__Task to complete__: Copy out the whole passage on bowling practice below, word for word.

__Supplied text__:
Doug found it quite difficult trying to change the habits of several years in his action. He had to learn to run up straighter, adjust the position of his left foot and use his left arm correctly.

Net practice then consisted basically of just 45 minutes' intensive hard work in the heat each day, not the quantity one might expect, but of very high quality. They did help with fielding and also picked up a few extra tips while the other groups had their 45-minute sessions. One of the English bowlers, for example, used to push the ball out of his hand rather than get full benefit from a high free action over the top. A common problem seemed to be that of bowlers locking themselves up by placing their left legs too far across, thereby forcing their right legs to come up awkwardly over their legs.

The video session afterwards was a vital part of it and brought about much discussion and development. Lillee's policy is that once the basic action is right, everything else will come right, and therefore erratic bowling at first is not to be of any concern at all.

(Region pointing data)
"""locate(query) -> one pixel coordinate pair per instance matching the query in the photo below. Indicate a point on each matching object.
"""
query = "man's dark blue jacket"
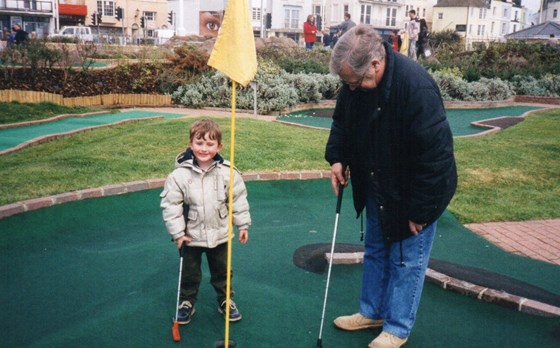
(397, 139)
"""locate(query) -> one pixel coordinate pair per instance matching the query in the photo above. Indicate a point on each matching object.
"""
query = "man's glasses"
(357, 83)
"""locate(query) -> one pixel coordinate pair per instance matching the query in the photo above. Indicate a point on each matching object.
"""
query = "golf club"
(175, 329)
(338, 204)
(222, 344)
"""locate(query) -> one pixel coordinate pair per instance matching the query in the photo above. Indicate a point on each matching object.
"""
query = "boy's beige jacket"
(195, 203)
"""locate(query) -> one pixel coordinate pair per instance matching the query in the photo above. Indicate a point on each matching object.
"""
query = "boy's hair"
(201, 128)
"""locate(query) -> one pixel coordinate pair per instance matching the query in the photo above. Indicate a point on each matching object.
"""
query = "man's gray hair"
(357, 48)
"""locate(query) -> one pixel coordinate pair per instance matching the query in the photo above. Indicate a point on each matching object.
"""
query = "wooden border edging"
(11, 95)
(462, 287)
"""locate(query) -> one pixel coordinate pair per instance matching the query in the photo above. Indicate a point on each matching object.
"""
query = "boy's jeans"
(192, 273)
(389, 291)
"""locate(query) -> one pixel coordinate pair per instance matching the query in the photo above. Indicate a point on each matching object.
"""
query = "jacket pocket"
(193, 225)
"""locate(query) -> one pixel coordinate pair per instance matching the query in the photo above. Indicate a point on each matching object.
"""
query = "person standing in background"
(309, 32)
(396, 41)
(413, 29)
(21, 35)
(422, 38)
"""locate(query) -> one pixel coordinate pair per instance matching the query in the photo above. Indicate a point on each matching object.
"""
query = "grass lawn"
(510, 176)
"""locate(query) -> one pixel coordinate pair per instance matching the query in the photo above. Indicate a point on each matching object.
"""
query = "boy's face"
(204, 149)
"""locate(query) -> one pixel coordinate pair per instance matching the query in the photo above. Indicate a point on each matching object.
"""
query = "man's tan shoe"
(356, 322)
(386, 340)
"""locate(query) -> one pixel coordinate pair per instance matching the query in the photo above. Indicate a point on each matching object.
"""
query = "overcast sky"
(533, 5)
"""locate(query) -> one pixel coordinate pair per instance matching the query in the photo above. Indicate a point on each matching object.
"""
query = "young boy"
(195, 210)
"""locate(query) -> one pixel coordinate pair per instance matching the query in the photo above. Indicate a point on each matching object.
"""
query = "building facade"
(479, 22)
(37, 17)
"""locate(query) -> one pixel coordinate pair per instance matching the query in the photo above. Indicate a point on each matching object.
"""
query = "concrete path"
(538, 239)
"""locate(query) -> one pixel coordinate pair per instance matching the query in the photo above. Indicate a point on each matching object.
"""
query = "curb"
(118, 189)
(468, 289)
(446, 282)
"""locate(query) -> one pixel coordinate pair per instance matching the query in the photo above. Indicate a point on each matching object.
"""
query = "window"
(317, 10)
(291, 17)
(256, 14)
(150, 16)
(365, 14)
(391, 19)
(106, 8)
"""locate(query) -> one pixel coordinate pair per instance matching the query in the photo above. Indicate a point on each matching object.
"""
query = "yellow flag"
(234, 52)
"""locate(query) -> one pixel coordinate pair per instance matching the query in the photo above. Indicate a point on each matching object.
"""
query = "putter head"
(222, 344)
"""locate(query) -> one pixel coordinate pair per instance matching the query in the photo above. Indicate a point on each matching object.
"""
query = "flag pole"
(230, 208)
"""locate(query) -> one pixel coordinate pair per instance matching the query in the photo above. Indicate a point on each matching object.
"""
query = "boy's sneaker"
(186, 311)
(234, 314)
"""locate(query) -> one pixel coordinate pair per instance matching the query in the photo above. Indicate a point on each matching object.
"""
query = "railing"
(27, 5)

__Expected answer__:
Doug found it quite difficult trying to change the habits of several years in his action. He had to learn to run up straighter, adjust the position of his left foot and use his left arm correctly.

Net practice then consisted basically of just 45 minutes' intensive hard work in the heat each day, not the quantity one might expect, but of very high quality. They did help with fielding and also picked up a few extra tips while the other groups had their 45-minute sessions. One of the English bowlers, for example, used to push the ball out of his hand rather than get full benefit from a high free action over the top. A common problem seemed to be that of bowlers locking themselves up by placing their left legs too far across, thereby forcing their right legs to come up awkwardly over their legs.

The video session afterwards was a vital part of it and brought about much discussion and development. Lillee's policy is that once the basic action is right, everything else will come right, and therefore erratic bowling at first is not to be of any concern at all.